▶ [Brief A]: According to the financial review, about what share of net revenue came from wafer fabrication and sales of finished semiconductor wafers in the three months ended June 30, 2023?

▶ [Reading text]:
+-------+

OPERATING AND FINANCIAL REVIEWS AND PROSPECTS
Overview
GLOBALFOUNDRIES Inc. (“We,” “GF,” or the “Company”) is one of the world’s leading semiconductor foundries. We manufacture complex, feature-rich integrated circuits (“ICs”) that enable billions of electronic devices that are pervasive throughout nearly every sector of the global economy. With our specialized foundry manufacturing processes, a library consisting of thousands of IP titles, and differentiated transistor and device technology, we serve a broad range of customers, including the global leaders in IC design, and provide optimized solutions for the function, performance and power requirements of critical applications driving key secular growth end markets.

The combination of our highly-differentiated technology and our scaled manufacturing footprint enables us to attract a large share of single-sourced products and long-term supply agreements (“LTAs”), providing a high degree of revenue visibility and significant operating leverage, resulting in improved financial performance and bottom line growth. These agreements include binding, multi-year, reciprocal annual (and, in some cases, quarterly) minimum purchase and supply commitments with wafer pricing and associated mechanics outlined for the contract term. Through an intense focus on collaboration, we have built deep strategic partnerships with a broad base of more than 40 customers with LTAs as of June 30, 2023, many of whom are the global leaders in their field.

The principal source of our revenue is wafer fabrication and sales of finished semiconductor wafers, which accounted for approximately 94% and 92% of our net revenue for the three and six months ended June 30, 2023, respectively. The rest of our net revenue was mainly derived from photomask manufacturing, sourcing services and pre-fab manufacturing services.

The semiconductor industry is susceptible to uncertain economic conditions that could impact demand. We remain cautious regarding the macroeconomic headwinds facing our industry in the second half of 2023. We continue to implement a long-term partnership-driven model, which is helping to provide improved visibility for our business through this period of uncertainty.

Components of Results of Operations

Net Revenue
We generate the majority of our revenue from sales of finished semiconductor wafers, which are priced on a per-wafer basis for the applicable design. We also generate revenue from pre-fabrication services such as rendering of non-recurring engineering (“NRE”) services, mask production and pre-fabrication services such as bump, test, and packaging. Pricing is typically agreed prior to production and then updated based on subsequent period negotiations.

+-------+

▶ [Provided data]:
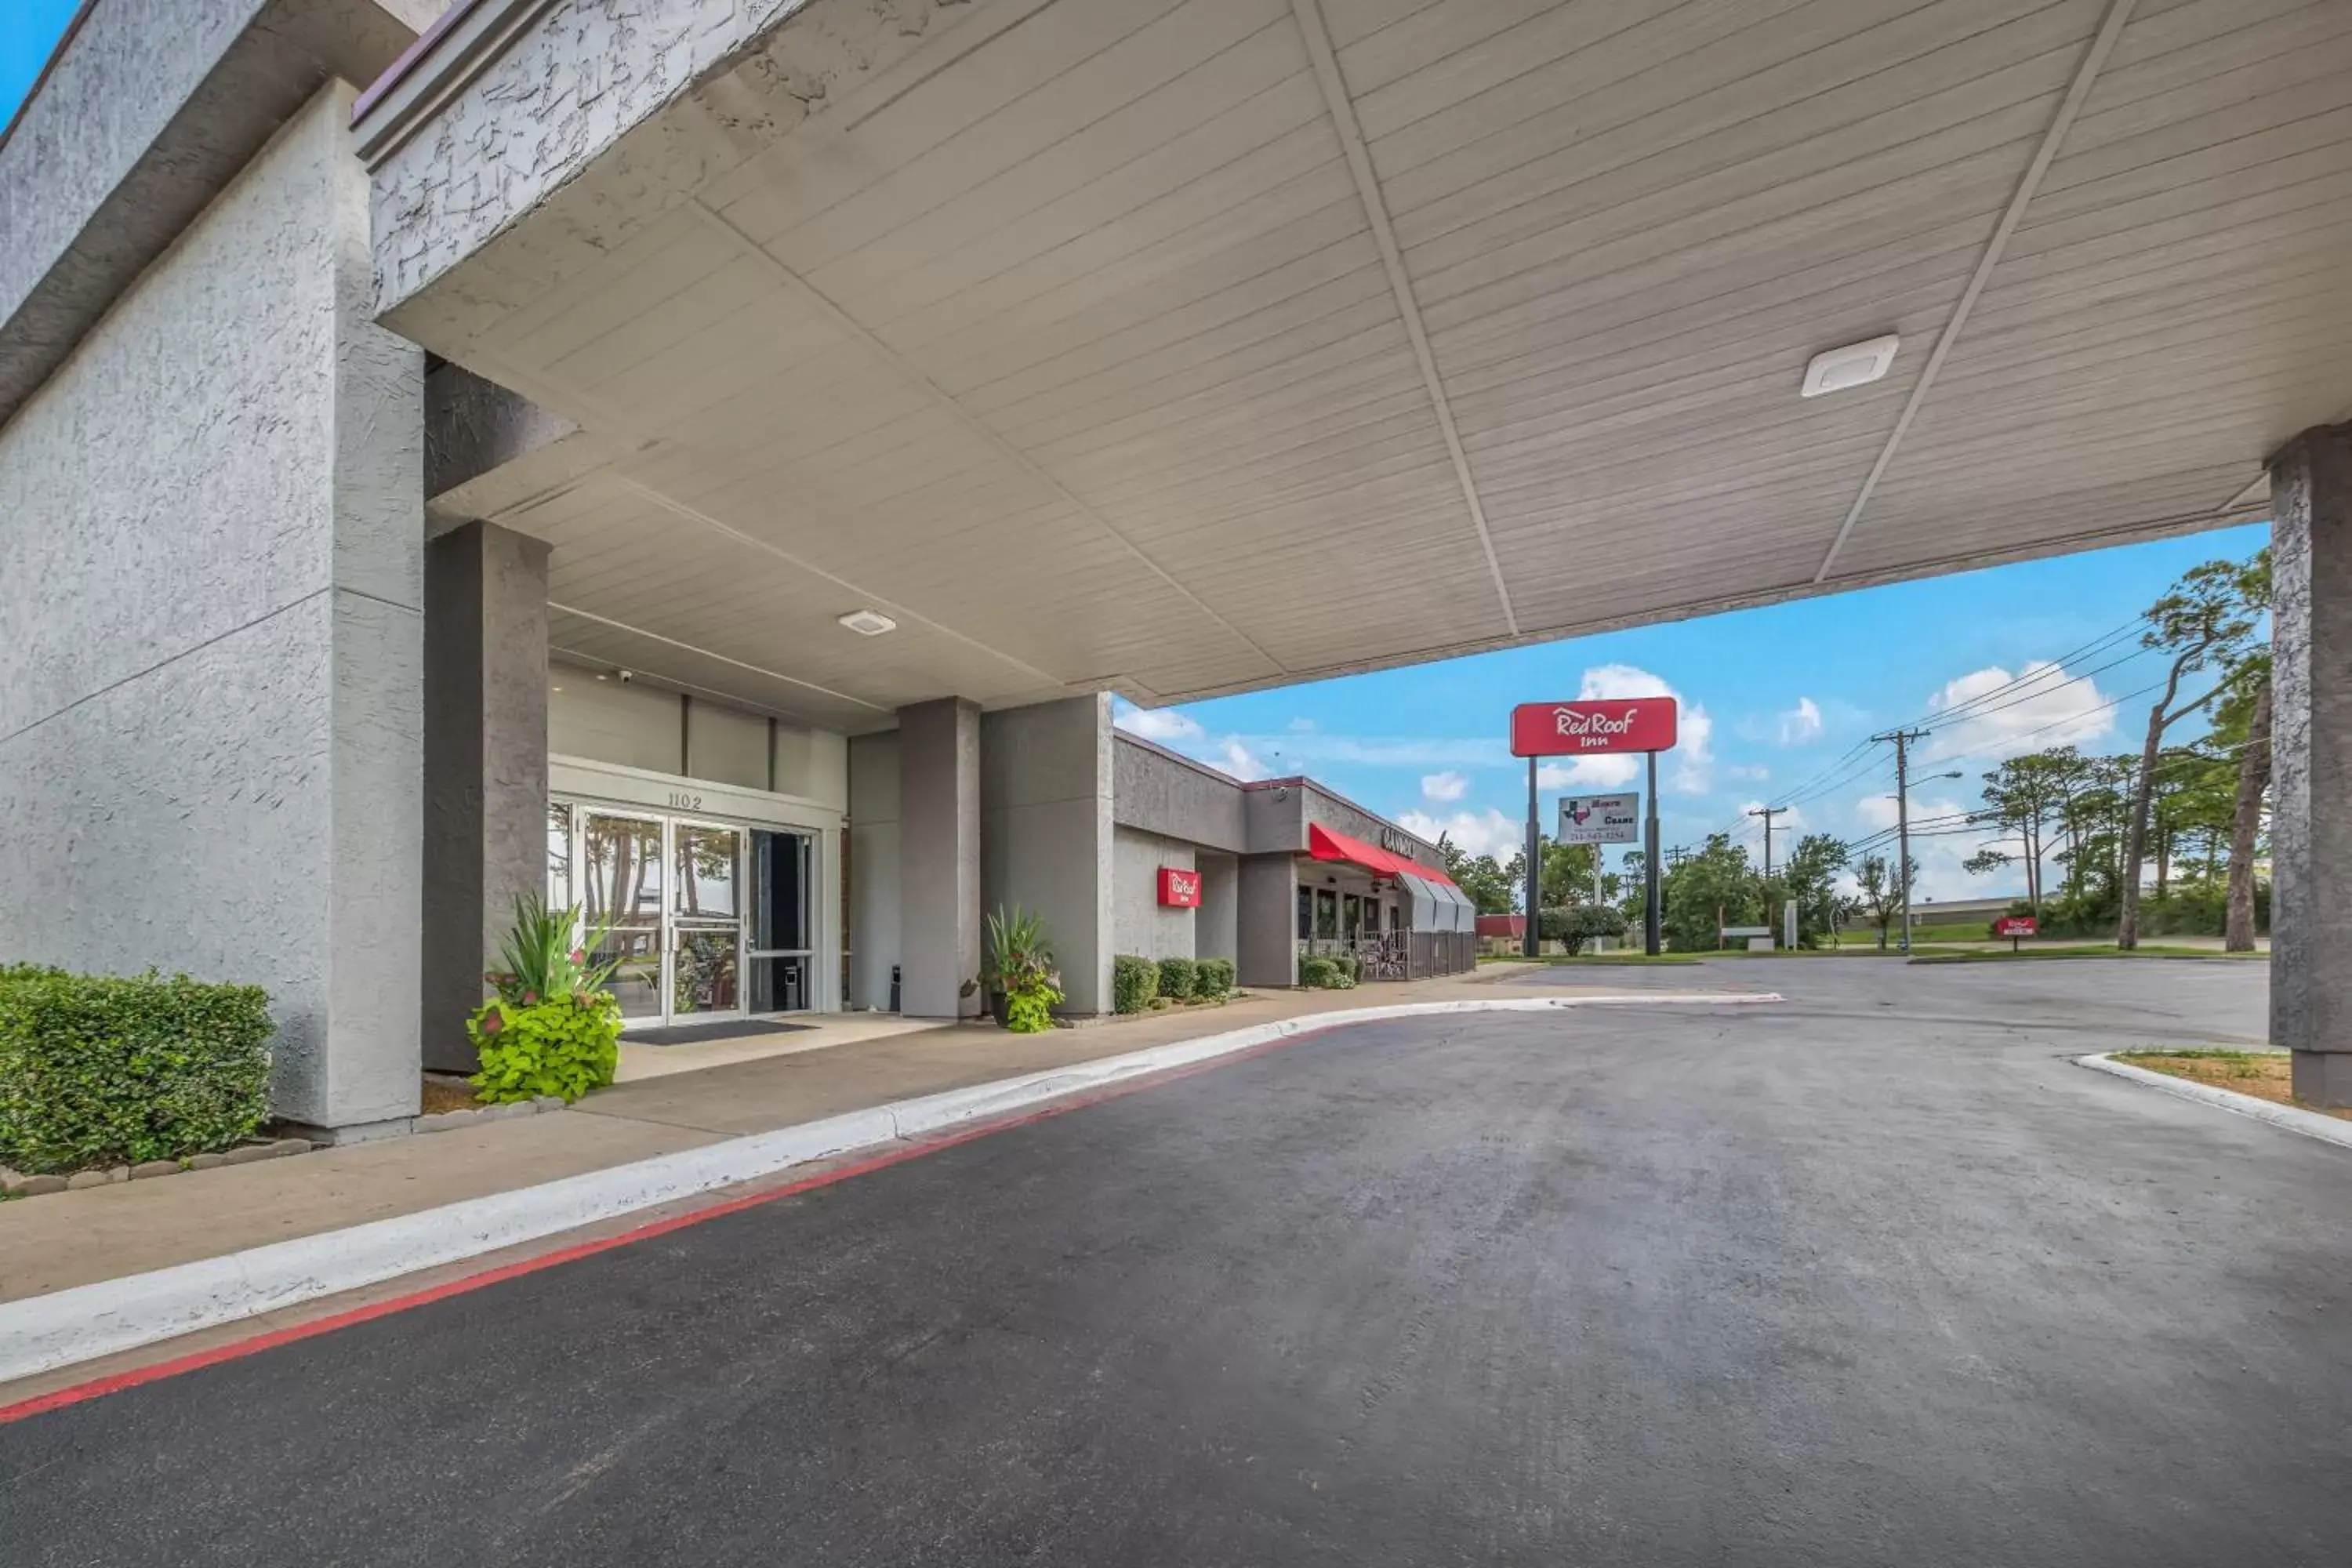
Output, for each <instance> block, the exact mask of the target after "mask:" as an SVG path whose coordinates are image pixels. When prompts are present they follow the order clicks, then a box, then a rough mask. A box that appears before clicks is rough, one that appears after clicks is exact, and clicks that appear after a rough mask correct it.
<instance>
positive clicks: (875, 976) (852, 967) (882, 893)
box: [849, 729, 898, 1009]
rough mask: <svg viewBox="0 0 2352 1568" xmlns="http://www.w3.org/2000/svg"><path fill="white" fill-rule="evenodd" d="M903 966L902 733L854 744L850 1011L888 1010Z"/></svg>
mask: <svg viewBox="0 0 2352 1568" xmlns="http://www.w3.org/2000/svg"><path fill="white" fill-rule="evenodd" d="M896 961H898V731H894V729H891V731H882V733H877V736H851V741H849V1006H858V1009H887V1006H889V966H891V964H896Z"/></svg>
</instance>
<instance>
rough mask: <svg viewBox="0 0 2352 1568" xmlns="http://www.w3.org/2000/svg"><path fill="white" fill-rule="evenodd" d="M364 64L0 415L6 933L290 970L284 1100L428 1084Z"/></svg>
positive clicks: (408, 470)
mask: <svg viewBox="0 0 2352 1568" xmlns="http://www.w3.org/2000/svg"><path fill="white" fill-rule="evenodd" d="M348 113H350V89H348V87H341V85H336V87H329V89H325V92H320V94H318V96H315V99H313V101H310V103H308V108H303V110H301V113H299V115H296V118H294V120H292V122H289V125H287V129H285V132H282V134H280V136H278V139H273V141H270V143H268V146H266V148H263V150H261V155H259V158H256V160H254V165H252V167H249V169H245V174H240V176H238V179H235V181H233V183H230V186H228V188H226V190H223V193H221V195H219V197H216V200H214V205H212V207H207V209H205V214H202V216H200V219H198V221H195V226H193V228H191V230H188V233H186V235H183V237H181V240H179V244H176V247H174V249H172V252H169V254H167V256H165V259H162V261H160V263H158V266H153V268H151V270H148V273H146V275H143V277H141V280H139V282H136V284H134V287H132V289H129V292H127V294H125V296H122V299H120V301H118V303H115V308H113V313H108V317H106V320H103V322H99V324H96V327H94V329H92V331H89V334H87V336H85V339H82V341H80V346H78V348H75V350H73V353H71V355H68V357H66V362H64V364H61V367H59V369H56V374H54V376H52V378H49V381H47V383H45V386H42V388H40V390H38V393H35V395H33V397H31V400H26V404H24V407H21V409H19V411H16V416H14V418H12V421H9V423H7V425H5V428H0V646H5V649H7V654H9V656H7V665H5V677H0V820H5V823H7V825H9V830H7V832H5V835H0V889H7V893H5V896H0V954H5V957H14V959H45V961H56V964H71V966H78V969H101V971H139V969H146V966H151V964H155V966H162V969H167V971H169V969H186V971H188V973H195V976H205V978H223V980H252V983H259V985H266V987H268V990H270V997H273V1006H275V1013H278V1020H280V1041H278V1074H275V1095H278V1107H280V1110H282V1112H285V1114H289V1117H301V1119H308V1121H320V1124H353V1121H372V1119H383V1117H400V1114H409V1112H414V1107H416V1063H419V1037H416V976H419V877H421V867H419V860H421V856H419V844H421V806H419V788H416V785H419V769H421V738H419V736H421V684H423V679H421V630H419V621H421V592H423V585H421V545H423V538H421V515H423V496H421V463H423V444H421V423H423V414H421V383H423V362H421V355H419V353H416V350H414V348H412V346H407V343H402V341H397V339H393V336H390V334H386V331H379V329H376V327H369V324H367V308H369V299H367V294H369V280H367V181H365V176H362V174H360V169H358V165H355V162H353V160H350V158H348V153H346V143H343V120H346V115H348Z"/></svg>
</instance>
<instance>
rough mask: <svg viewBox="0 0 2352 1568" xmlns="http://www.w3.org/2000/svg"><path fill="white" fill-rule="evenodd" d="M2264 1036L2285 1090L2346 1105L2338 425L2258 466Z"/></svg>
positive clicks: (2349, 1001)
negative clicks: (2262, 583)
mask: <svg viewBox="0 0 2352 1568" xmlns="http://www.w3.org/2000/svg"><path fill="white" fill-rule="evenodd" d="M2270 496H2272V515H2274V522H2272V602H2270V609H2272V672H2274V686H2272V769H2274V771H2272V818H2270V865H2272V872H2270V875H2272V882H2270V929H2272V940H2270V1044H2274V1046H2286V1048H2288V1051H2296V1093H2298V1095H2303V1098H2307V1100H2314V1103H2319V1105H2352V964H2347V961H2345V952H2347V947H2352V818H2345V813H2343V809H2340V802H2343V799H2345V795H2347V792H2352V425H2338V428H2333V430H2307V433H2305V435H2300V437H2296V440H2293V442H2291V444H2288V447H2286V449H2284V451H2281V454H2279V456H2277V458H2272V465H2270Z"/></svg>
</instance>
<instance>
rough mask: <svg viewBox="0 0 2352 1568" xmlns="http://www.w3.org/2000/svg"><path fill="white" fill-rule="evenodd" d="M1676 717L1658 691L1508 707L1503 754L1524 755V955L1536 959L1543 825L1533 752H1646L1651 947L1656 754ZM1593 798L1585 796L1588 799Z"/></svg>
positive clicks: (1653, 855) (1654, 816)
mask: <svg viewBox="0 0 2352 1568" xmlns="http://www.w3.org/2000/svg"><path fill="white" fill-rule="evenodd" d="M1677 722H1679V715H1677V712H1675V698H1670V696H1665V693H1658V696H1632V698H1625V696H1606V698H1576V701H1573V703H1519V705H1517V708H1512V710H1510V755H1512V757H1526V933H1524V938H1522V950H1524V952H1526V957H1536V943H1538V936H1536V917H1538V903H1541V898H1543V825H1541V820H1538V816H1536V757H1595V755H1611V752H1646V755H1649V813H1646V818H1644V825H1642V863H1644V865H1642V875H1644V882H1646V889H1644V891H1646V919H1644V922H1642V926H1644V931H1642V938H1644V945H1646V950H1649V952H1658V752H1665V750H1672V748H1675V736H1677ZM1599 799H1602V797H1592V802H1599ZM1592 802H1588V804H1592ZM1628 816H1630V811H1628ZM1604 827H1606V818H1604ZM1562 837H1564V839H1566V837H1569V830H1566V827H1562ZM1595 842H1597V839H1595Z"/></svg>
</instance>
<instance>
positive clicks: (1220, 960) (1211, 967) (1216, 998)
mask: <svg viewBox="0 0 2352 1568" xmlns="http://www.w3.org/2000/svg"><path fill="white" fill-rule="evenodd" d="M1230 992H1232V959H1197V961H1195V964H1192V994H1195V997H1200V999H1202V1001H1216V999H1221V997H1228V994H1230Z"/></svg>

+-------+

▶ [Brief B]: Rewrite the part of the entries that opens at their start and closes with the line containing "box: [849, 729, 898, 1009]", swapping "target" for "object" and keeping everything else the same. Leave the pictures out.

▶ [Written response A]: Approximately 94%.

▶ [Written response B]:
Output, for each <instance> block, the exact mask of the object after "mask:" as an SVG path whose coordinates are image pixels. When prompts are present they follow the order clicks, then a box, then a rough mask. A box that appears before clicks is rough, one that appears after clicks is exact, and clicks that appear after a rough mask correct it.
<instance>
positive clicks: (875, 976) (852, 967) (882, 893)
box: [849, 729, 898, 1009]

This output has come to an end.